# Selected text start

I often extol the virtues of “economical” screenplays: in the most entertaining movies (those that belong to the “blockbuster” category, anyway), every detail is essential and indispensable. Predator: Badlands provides a good recent example of this storytelling discipline: the various obstacles established in the first two acts are eventually revisited during the climax—usually to be utilized as improvised weapons in the protagonist’s arsenal. The setup-payoff structure is simple, but deliciously satisfying—lean, tight, and elegantly efficient.



Jurassic World Rebirth (a title apparently unworthy of a colon) epitomizes the exact antithesis of the aforementioned qualities: its script is utterly wasteful, its conflict inert and devoid of tension, its plot bloated, unwieldy, and directionless. These blemishes immediately emerge in opening scene, in which a scientist watches in horror as her coworker, caught on the wrong side of an emergency lockdown following a containment breach, is gruesomely devoured by a hideously mutated dinosaur, his desperate pleas for rescue falling on deaf ears. You might reasonably assume that this woman’s trauma and survivor’s guilt will play an integral role in her subsequent character arc. You would be incorrect. In fact, she never appears again; the sequence exists only to introduce the secret laboratory setting and the ferocious monster that inhabits it, neither of which is terribly important until the film’s grand finale—almost two hours later.

# Selected text end

**Set tasks**
1: Translate this sentence from the film review into Spanish: "You might reasonably assume that this woman’s trauma and survivor’s guilt will play an integral role in her subsequent character arc."
2: From the film review, output verbatim the passage that begins with the words containing "I often extol" and ends with "and elegantly efficient.".

# Dataset excerpts start

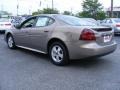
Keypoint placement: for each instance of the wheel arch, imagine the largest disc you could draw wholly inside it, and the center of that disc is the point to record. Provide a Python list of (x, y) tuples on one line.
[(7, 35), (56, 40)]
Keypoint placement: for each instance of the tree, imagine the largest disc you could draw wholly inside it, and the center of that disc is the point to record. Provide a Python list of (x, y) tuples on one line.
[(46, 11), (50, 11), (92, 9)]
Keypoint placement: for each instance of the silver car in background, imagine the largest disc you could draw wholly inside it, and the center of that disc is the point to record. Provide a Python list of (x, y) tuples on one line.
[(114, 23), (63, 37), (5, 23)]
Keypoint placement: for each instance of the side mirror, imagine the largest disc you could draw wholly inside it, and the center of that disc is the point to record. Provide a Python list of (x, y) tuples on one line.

# Dataset excerpts end
# Dataset excerpts start

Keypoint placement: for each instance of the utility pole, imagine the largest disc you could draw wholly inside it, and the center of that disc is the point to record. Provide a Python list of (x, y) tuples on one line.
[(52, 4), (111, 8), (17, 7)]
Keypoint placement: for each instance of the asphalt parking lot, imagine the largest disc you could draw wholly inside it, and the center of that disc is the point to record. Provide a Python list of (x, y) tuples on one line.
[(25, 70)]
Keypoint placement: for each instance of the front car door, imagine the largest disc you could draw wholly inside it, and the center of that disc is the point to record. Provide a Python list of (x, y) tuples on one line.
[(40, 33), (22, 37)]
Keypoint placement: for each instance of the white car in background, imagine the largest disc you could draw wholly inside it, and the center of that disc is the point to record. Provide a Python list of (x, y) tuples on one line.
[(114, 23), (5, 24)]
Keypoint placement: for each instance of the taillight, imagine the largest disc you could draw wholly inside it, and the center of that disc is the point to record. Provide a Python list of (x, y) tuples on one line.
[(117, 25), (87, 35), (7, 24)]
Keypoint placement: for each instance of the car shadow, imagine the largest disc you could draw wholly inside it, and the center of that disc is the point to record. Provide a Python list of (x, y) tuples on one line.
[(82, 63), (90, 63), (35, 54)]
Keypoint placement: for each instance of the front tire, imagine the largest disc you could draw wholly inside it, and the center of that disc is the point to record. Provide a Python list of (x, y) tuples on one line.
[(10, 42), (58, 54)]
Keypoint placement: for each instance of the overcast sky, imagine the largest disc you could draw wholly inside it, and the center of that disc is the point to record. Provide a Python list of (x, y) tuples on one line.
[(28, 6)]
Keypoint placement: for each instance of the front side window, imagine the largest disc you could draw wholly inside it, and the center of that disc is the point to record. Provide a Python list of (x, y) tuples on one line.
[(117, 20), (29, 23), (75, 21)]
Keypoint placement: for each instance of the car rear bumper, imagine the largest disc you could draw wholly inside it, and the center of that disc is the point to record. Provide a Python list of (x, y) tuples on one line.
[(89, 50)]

# Dataset excerpts end

**Answers provided**
1: Podrías suponer razonablemente que el trauma y la culpa de superviviente de esta mujer desempeñarán un papel fundamental en el arco posterior de su personaje.

2:
I often extol the virtues of “economical” screenplays: in the most entertaining movies (those that belong to the “blockbuster” category, anyway), every detail is essential and indispensable. Predator: Badlands provides a good recent example of this storytelling discipline: the various obstacles established in the first two acts are eventually revisited during the climax—usually to be utilized as improvised weapons in the protagonist’s arsenal. The setup-payoff structure is simple, but deliciously satisfying—lean, tight, and elegantly efficient.